··· INFORMATION SUPPLIED

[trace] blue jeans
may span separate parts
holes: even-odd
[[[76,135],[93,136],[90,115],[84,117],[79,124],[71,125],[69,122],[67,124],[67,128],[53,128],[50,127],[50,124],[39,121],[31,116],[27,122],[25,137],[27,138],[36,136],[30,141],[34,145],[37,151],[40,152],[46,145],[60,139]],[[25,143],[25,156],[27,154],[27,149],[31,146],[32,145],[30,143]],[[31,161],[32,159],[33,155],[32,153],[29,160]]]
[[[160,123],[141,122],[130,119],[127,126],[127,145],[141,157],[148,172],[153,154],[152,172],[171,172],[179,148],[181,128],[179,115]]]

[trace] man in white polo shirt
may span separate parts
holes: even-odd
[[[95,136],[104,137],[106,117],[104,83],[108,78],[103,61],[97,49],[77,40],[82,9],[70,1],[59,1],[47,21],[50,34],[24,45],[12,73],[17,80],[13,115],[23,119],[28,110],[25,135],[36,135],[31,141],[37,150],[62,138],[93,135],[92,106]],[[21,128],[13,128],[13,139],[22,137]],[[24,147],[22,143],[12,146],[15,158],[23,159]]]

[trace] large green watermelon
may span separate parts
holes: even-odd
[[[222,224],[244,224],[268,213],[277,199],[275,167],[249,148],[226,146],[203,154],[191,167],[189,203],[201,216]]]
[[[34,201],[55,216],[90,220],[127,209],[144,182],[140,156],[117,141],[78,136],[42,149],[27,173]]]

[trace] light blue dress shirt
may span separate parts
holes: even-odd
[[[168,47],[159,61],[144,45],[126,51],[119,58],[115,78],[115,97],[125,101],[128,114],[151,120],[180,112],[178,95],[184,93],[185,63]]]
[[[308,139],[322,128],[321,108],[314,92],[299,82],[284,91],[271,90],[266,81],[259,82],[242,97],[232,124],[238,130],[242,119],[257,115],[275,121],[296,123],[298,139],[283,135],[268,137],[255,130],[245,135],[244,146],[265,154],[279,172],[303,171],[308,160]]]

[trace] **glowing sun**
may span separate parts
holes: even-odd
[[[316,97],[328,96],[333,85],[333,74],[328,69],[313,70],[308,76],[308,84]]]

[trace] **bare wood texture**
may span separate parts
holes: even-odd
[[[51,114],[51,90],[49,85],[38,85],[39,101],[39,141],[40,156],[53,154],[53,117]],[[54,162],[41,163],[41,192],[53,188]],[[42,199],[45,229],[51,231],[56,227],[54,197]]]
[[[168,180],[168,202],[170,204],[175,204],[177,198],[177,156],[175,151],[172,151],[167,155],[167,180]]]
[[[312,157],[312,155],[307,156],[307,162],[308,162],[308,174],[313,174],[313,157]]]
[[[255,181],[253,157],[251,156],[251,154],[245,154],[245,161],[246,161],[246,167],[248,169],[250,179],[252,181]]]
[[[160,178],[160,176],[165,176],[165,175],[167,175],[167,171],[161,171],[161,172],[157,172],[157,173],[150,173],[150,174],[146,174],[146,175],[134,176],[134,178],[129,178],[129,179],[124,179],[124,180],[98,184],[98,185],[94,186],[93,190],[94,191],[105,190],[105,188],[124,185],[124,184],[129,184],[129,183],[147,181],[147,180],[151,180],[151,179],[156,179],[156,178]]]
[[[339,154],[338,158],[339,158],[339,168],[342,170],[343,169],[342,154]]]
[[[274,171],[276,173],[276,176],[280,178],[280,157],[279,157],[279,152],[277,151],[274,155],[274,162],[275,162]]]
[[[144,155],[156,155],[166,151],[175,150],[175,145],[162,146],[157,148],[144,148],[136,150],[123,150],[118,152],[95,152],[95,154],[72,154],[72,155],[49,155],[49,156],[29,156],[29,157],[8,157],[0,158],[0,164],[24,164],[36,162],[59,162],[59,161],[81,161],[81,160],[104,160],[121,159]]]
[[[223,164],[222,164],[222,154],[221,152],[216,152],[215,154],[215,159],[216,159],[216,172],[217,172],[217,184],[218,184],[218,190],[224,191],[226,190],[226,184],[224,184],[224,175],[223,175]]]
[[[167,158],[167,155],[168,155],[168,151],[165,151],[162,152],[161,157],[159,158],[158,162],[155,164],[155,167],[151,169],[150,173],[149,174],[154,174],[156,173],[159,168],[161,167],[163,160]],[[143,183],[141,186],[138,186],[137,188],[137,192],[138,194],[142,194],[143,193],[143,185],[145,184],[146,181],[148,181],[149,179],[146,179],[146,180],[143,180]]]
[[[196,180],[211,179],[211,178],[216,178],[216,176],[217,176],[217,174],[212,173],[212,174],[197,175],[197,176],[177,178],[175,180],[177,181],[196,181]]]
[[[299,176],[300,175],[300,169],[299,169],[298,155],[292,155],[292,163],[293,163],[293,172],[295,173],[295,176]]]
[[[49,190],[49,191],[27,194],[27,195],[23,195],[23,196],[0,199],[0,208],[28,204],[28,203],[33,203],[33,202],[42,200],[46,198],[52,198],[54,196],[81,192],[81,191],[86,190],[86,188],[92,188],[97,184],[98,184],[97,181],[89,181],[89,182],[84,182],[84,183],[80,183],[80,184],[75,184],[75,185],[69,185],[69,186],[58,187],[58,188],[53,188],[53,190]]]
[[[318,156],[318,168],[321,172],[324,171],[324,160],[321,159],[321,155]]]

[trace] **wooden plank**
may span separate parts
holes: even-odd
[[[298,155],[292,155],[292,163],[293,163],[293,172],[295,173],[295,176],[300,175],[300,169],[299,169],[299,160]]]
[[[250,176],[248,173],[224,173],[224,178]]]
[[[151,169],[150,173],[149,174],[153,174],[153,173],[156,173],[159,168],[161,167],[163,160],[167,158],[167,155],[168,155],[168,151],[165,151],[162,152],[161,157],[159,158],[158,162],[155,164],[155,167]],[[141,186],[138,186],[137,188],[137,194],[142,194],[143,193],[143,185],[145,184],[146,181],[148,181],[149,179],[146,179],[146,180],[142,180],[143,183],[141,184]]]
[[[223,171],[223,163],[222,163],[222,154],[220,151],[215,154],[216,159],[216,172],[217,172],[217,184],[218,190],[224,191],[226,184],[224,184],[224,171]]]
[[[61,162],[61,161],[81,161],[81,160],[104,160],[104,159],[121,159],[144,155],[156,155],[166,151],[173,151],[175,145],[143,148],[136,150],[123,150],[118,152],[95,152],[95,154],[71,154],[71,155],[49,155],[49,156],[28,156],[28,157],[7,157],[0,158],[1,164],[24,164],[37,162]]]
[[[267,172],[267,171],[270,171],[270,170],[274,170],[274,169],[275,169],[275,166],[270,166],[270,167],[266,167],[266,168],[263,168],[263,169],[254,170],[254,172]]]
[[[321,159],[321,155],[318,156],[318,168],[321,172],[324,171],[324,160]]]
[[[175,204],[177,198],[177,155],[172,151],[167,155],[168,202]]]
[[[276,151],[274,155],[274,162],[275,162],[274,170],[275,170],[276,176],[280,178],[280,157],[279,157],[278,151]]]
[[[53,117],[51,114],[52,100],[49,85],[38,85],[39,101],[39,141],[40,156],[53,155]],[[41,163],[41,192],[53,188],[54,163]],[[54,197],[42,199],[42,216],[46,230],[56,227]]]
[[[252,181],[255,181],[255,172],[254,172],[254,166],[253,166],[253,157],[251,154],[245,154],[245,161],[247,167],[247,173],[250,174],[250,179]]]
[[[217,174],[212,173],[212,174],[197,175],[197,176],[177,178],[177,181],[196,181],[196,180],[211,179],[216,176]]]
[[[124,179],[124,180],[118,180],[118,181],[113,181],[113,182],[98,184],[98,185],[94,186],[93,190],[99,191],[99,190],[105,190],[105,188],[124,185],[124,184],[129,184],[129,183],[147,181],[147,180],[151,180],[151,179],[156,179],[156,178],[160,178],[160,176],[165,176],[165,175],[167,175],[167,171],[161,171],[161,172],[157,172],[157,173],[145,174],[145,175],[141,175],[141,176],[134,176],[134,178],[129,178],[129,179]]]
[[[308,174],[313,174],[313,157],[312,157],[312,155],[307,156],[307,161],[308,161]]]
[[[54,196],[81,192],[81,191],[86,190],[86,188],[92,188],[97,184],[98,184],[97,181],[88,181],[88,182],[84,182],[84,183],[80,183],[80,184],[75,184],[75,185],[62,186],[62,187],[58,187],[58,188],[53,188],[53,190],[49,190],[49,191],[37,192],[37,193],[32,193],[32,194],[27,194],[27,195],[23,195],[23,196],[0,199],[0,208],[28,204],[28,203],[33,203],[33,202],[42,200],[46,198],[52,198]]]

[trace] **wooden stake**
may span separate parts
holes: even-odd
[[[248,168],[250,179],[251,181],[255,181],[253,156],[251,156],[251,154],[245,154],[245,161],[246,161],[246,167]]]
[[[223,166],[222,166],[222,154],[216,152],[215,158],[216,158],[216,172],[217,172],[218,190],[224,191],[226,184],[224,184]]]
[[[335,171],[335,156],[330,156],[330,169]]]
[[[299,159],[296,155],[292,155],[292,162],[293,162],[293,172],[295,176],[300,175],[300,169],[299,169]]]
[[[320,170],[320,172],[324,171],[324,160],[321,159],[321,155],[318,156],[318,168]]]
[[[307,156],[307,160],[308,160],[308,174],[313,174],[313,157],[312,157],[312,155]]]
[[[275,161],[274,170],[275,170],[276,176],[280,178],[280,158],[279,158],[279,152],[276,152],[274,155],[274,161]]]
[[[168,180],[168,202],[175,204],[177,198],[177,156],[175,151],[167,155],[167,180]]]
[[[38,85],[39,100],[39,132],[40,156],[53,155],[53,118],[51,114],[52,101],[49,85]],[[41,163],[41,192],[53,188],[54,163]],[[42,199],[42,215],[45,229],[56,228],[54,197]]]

······

→ WRITTEN TASK
In the entries, change "separate parts" to "distinct parts" in the lines starting with the one that contains "[trace] **wooden stake**" and going on through the one that contains "[[[335,171],[335,156],[330,156],[330,169]]]", and write out those lines with nothing else altered.

→ ANSWER TO THIS PROBLEM
[trace] **wooden stake**
may span distinct parts
holes: even-odd
[[[248,168],[250,179],[251,181],[255,181],[253,156],[251,156],[251,154],[245,154],[245,161],[246,161],[246,167]]]
[[[223,166],[222,166],[222,154],[216,152],[215,158],[216,158],[216,172],[217,172],[218,190],[224,191],[226,184],[224,184]]]
[[[335,171],[335,156],[330,156],[330,169]]]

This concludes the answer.